What is needed: Scan the records for the string "petal"; copy each line where it occurs.

Source material:
┌──

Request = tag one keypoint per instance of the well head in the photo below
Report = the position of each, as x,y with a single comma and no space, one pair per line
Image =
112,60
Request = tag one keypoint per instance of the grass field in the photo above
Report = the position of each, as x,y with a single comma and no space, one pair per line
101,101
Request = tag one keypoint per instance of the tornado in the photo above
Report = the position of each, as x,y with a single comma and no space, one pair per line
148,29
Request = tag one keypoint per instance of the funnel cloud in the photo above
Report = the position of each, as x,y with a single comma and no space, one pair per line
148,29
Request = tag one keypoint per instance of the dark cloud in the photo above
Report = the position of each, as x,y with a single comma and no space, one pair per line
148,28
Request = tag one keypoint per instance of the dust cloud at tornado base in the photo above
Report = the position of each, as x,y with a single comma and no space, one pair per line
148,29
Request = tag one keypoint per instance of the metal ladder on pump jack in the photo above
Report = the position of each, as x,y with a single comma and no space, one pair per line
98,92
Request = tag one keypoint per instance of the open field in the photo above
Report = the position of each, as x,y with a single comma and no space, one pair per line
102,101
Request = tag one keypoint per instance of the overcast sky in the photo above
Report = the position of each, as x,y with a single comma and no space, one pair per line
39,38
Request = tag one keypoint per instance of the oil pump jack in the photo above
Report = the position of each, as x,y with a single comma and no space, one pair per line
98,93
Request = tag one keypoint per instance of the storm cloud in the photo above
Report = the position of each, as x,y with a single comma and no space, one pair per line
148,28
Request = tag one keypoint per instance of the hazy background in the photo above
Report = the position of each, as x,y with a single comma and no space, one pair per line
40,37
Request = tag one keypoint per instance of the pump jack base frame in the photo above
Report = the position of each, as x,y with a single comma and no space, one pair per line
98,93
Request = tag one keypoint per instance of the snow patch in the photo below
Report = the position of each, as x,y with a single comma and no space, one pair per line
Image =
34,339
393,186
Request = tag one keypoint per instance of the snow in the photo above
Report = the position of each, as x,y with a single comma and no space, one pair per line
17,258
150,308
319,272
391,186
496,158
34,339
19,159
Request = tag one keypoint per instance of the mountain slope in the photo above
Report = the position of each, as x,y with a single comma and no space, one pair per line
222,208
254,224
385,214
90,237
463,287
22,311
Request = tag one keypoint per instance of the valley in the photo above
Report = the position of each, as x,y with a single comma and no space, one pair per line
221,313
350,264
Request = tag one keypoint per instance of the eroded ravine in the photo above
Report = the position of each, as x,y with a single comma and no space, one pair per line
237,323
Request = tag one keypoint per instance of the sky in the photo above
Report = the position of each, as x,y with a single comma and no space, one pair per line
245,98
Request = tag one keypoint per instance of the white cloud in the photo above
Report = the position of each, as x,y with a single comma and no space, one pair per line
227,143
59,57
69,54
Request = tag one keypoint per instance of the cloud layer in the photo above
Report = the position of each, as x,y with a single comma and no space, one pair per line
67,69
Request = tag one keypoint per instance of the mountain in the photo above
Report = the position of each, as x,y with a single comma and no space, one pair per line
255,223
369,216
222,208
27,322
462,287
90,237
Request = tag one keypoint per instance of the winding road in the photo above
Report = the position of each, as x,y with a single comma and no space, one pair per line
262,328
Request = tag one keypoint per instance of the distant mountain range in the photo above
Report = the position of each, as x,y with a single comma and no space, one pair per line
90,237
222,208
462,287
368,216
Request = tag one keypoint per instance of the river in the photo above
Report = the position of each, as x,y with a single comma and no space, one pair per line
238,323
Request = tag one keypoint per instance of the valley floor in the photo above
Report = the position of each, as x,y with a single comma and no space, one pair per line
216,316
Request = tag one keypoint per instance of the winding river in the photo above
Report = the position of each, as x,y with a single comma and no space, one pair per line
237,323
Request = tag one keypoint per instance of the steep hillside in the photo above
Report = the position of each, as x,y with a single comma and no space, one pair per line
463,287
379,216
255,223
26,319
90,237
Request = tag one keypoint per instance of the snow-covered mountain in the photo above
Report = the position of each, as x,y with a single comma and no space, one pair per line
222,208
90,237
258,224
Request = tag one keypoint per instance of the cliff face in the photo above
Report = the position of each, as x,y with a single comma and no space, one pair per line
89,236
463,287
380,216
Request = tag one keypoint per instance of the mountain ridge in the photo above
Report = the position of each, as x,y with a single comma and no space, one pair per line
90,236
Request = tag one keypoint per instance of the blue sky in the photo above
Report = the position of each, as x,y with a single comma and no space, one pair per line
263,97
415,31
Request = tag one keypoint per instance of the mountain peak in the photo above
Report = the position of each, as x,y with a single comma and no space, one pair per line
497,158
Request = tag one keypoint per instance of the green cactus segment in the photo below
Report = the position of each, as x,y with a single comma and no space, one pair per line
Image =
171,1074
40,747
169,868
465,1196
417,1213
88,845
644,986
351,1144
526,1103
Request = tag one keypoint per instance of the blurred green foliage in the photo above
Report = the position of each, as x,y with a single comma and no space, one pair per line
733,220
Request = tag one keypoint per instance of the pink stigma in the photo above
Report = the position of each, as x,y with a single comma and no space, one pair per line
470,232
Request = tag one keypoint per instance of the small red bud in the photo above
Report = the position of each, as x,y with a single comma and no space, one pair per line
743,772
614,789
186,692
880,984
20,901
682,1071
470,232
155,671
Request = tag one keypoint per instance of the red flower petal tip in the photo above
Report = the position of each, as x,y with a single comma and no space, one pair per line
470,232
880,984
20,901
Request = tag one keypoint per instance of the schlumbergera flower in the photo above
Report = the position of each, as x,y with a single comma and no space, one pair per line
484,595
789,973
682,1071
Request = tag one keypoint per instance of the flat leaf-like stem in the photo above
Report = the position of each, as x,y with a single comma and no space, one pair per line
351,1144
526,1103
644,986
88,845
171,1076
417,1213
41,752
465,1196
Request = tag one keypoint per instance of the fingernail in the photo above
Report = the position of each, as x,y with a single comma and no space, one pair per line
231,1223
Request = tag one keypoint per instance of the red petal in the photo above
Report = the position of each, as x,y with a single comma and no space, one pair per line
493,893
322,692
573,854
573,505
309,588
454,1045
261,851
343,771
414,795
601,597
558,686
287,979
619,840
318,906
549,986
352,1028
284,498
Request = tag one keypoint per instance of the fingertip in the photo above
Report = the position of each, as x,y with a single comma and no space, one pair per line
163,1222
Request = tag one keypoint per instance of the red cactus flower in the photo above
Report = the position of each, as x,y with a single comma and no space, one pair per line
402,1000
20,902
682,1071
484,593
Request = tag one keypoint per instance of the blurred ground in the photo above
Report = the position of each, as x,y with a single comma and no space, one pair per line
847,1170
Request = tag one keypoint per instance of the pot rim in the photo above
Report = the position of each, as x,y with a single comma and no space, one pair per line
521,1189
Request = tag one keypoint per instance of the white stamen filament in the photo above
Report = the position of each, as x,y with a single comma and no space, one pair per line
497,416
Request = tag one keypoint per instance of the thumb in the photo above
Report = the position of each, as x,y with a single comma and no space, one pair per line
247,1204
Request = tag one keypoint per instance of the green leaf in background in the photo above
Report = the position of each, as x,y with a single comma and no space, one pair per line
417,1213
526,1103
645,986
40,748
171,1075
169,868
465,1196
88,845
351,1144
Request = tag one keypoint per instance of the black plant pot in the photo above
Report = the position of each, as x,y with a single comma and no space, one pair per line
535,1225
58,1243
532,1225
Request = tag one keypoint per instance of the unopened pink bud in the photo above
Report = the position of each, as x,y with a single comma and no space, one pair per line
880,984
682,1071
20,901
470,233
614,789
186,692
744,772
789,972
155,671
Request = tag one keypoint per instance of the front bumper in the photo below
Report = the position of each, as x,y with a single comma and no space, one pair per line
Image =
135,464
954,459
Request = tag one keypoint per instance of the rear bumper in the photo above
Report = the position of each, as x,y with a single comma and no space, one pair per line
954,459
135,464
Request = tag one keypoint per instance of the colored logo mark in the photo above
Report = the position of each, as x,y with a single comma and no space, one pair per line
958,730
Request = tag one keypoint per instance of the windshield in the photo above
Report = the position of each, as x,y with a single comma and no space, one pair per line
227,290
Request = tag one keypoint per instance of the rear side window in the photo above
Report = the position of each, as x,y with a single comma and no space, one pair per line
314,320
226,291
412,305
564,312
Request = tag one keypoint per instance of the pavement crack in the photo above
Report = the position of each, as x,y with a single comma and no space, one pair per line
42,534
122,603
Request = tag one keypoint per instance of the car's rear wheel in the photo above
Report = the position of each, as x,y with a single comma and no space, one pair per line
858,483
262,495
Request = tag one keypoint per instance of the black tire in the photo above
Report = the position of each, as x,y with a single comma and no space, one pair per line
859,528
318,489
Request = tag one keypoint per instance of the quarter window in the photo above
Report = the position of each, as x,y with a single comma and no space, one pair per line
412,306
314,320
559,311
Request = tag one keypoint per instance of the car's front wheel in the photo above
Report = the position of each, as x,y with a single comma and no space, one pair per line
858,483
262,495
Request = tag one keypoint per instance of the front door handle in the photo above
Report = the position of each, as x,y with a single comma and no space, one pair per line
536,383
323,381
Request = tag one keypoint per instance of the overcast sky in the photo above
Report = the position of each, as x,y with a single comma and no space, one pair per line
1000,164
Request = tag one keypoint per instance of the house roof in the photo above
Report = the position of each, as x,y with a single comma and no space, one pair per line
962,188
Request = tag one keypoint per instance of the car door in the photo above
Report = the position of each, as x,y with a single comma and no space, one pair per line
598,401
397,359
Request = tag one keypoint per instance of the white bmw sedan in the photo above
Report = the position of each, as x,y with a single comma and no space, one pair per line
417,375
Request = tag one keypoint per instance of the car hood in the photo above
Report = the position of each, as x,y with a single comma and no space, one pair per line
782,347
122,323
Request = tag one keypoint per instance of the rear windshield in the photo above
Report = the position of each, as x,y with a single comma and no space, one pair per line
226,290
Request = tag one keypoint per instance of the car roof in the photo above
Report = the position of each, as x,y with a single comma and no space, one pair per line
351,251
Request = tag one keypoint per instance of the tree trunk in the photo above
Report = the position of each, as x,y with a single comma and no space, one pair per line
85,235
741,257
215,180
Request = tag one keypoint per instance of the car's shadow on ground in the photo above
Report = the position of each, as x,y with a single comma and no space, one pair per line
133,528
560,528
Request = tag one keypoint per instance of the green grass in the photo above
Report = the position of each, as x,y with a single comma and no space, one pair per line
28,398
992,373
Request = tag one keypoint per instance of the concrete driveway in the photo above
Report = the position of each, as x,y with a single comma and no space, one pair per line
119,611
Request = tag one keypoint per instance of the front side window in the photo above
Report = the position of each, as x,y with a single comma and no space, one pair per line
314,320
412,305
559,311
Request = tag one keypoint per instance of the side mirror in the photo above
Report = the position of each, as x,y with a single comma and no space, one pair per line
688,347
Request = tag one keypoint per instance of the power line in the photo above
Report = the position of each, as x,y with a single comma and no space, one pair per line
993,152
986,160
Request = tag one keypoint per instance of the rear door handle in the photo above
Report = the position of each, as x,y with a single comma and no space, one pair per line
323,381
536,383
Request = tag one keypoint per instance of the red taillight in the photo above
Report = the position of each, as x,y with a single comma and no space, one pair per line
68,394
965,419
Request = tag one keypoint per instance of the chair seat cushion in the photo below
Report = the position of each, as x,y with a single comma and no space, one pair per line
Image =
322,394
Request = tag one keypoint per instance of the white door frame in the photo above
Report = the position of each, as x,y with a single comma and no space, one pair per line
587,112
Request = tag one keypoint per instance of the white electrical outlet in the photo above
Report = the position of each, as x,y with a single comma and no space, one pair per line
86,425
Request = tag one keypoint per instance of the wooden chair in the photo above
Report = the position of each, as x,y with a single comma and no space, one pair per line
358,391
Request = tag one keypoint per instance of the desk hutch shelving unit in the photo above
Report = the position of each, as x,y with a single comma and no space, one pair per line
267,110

└──

Exercise result:
Request = tag one keypoint per instance of the red flower petal tip in the photo above
Request = tag one keypoint per instance of the red petal in the photo above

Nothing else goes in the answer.